▶ Given text
--- BEGIN ---

Ahhhh, summer in southwest Montana, there is nothing
better. The endless mountains, the warm breezes laced
with the sweet smell of wildflowers and pine trees. For
many folks, summer days in these parts are meant for
standing knee deep in cool, pristine, mountain streams
filled with hungry little trout
not human filth!
Say what? This is not exactly what the Montana department
of tourism wants you to hear or visualize. But, hear and see it,
I hope you will. Don't get me wrong, Montana is truly one of
the last best places on the planet, but it is being assailed by
some of the worst parts of mankind.
Filthy, stinking garbage is becoming commonplace in the
woods. I'm not talking about lunchtime wrappers left by
an arrant tourist at a busy boat ramp along the crowded
Madison or Yellowstone rivers here. We're talking
unfathomable trash. Nasty garbage that, more and more,
is finding its way to the "hard to get to" places. These are
places that should be pristine by their very nature. But,
those beautiful spots that have been sacred places to
recharge the soul, are for lack of better words, "under
assault." Frankly, I'm pissed and you should be too.
Growing up, many of us were taught not to leave behind
garbage like cigarette butts or a dreaded aluminum pull tab.
My father, despite all his faults, instilled in me a "life lesson"
of always leaving the wild places better than when we entered
them. As a child, I always thought it a pain to go around and
pick up other peoples stray pull tabs, cig butt's or Spam can
key's, before we pulled up stakes at our camp or fishing spot.
Oh, those were the days!
Up until recently, it was easy enough to pick up the occasional
beer can or worm cup left along the stream bank and pack it
out. I had become to think of it as paying some small dues to
Mother Nature or kind of giving back for what the wild had
given me. Then there was that nagging voice in my head from
dad to go along with it. Lately though, I have noticed more and
more "offensive" garbage appearing in what should be places
filled with nothing but the best nature has to share with us. I
numbly chalked it up to a sign of the times.

--- END ---

▶ Requirement
Reproduce the passage about garbage in southwest Montana's wild places word for word, from its opening line to its final one.

▶ Data provided

--- BEGIN ---

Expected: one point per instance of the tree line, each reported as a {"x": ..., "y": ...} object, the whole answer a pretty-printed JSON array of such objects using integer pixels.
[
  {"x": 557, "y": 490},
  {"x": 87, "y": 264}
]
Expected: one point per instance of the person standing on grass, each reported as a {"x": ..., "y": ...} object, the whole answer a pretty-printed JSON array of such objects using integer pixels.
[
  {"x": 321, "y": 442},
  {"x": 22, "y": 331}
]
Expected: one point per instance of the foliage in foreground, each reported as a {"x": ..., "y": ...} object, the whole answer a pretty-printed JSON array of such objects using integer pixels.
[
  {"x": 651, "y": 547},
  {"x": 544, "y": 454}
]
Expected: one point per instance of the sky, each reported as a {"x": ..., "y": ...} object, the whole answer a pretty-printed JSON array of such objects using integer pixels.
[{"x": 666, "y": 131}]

--- END ---

▶ The answer
Ahhhh, summer in southwest Montana, there is nothing
better. The endless mountains, the warm breezes laced
with the sweet smell of wildflowers and pine trees. For
many folks, summer days in these parts are meant for
standing knee deep in cool, pristine, mountain streams
filled with hungry little trout
not human filth!
Say what? This is not exactly what the Montana department
of tourism wants you to hear or visualize. But, hear and see it,
I hope you will. Don't get me wrong, Montana is truly one of
the last best places on the planet, but it is being assailed by
some of the worst parts of mankind.
Filthy, stinking garbage is becoming commonplace in the
woods. I'm not talking about lunchtime wrappers left by
an arrant tourist at a busy boat ramp along the crowded
Madison or Yellowstone rivers here. We're talking
unfathomable trash. Nasty garbage that, more and more,
is finding its way to the "hard to get to" places. These are
places that should be pristine by their very nature. But,
those beautiful spots that have been sacred places to
recharge the soul, are for lack of better words, "under
assault." Frankly, I'm pissed and you should be too.
Growing up, many of us were taught not to leave behind
garbage like cigarette butts or a dreaded aluminum pull tab.
My father, despite all his faults, instilled in me a "life lesson"
of always leaving the wild places better than when we entered
them. As a child, I always thought it a pain to go around and
pick up other peoples stray pull tabs, cig butt's or Spam can
key's, before we pulled up stakes at our camp or fishing spot.
Oh, those were the days!
Up until recently, it was easy enough to pick up the occasional
beer can or worm cup left along the stream bank and pack it
out. I had become to think of it as paying some small dues to
Mother Nature or kind of giving back for what the wild had
given me. Then there was that nagging voice in my head from
dad to go along with it. Lately though, I have noticed more and
more "offensive" garbage appearing in what should be places
filled with nothing but the best nature has to share with us. I
numbly chalked it up to a sign of the times.